Referring expression pointing data
'''
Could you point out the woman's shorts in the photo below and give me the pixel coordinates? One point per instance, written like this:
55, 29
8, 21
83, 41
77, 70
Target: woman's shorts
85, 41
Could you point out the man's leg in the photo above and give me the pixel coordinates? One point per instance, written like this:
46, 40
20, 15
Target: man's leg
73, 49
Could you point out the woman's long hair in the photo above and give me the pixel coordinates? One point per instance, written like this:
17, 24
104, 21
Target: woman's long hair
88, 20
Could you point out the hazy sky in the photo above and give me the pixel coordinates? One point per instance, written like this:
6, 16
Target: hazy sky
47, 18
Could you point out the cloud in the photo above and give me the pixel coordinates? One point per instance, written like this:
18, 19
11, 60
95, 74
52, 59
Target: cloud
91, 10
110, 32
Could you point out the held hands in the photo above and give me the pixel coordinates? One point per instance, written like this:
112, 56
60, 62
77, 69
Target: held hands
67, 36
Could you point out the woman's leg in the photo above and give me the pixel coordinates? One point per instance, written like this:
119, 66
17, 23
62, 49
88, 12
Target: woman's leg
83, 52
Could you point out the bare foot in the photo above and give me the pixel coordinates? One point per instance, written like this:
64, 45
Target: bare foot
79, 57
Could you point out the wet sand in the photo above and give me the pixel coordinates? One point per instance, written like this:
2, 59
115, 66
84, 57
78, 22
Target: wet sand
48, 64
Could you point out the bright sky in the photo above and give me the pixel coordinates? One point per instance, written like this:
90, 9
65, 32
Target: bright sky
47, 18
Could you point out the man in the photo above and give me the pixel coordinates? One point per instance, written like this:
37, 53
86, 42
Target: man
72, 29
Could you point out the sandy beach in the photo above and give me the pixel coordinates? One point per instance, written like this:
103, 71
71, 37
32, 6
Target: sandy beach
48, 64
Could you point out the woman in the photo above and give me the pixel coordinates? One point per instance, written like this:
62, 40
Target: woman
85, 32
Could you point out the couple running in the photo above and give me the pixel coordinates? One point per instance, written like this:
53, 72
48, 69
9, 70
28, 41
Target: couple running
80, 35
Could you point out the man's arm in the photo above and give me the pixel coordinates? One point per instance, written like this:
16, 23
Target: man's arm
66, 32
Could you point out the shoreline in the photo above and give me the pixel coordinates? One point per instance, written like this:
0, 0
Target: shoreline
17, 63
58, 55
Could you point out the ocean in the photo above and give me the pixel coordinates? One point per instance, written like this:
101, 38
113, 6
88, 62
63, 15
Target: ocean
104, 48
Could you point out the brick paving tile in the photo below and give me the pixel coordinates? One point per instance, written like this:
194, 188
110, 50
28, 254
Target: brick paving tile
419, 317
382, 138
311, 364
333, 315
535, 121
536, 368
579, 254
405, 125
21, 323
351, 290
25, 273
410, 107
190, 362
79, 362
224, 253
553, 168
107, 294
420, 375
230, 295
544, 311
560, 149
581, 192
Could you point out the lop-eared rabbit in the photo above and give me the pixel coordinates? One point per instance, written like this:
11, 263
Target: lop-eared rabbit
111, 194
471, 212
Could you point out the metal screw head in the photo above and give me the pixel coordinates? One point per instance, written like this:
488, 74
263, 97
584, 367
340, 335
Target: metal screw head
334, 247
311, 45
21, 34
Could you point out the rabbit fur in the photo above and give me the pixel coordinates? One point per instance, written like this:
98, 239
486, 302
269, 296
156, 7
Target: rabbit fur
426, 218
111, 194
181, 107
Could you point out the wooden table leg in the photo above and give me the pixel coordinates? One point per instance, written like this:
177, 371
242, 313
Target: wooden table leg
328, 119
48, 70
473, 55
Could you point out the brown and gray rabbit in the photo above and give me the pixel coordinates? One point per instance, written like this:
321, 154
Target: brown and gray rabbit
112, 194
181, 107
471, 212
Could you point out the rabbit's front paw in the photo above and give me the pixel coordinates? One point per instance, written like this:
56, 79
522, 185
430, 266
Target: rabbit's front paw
'''
■ Task details: Among the lines above, which hold the word "below"? Report each one.

■ Expected output:
Could you point out the woman's shorts in the photo below and give me the pixel coordinates? One point per instance, written like this:
Could you point out the brick paving tile in the photo below and give me the pixel coordinates? One point per instance, written like this:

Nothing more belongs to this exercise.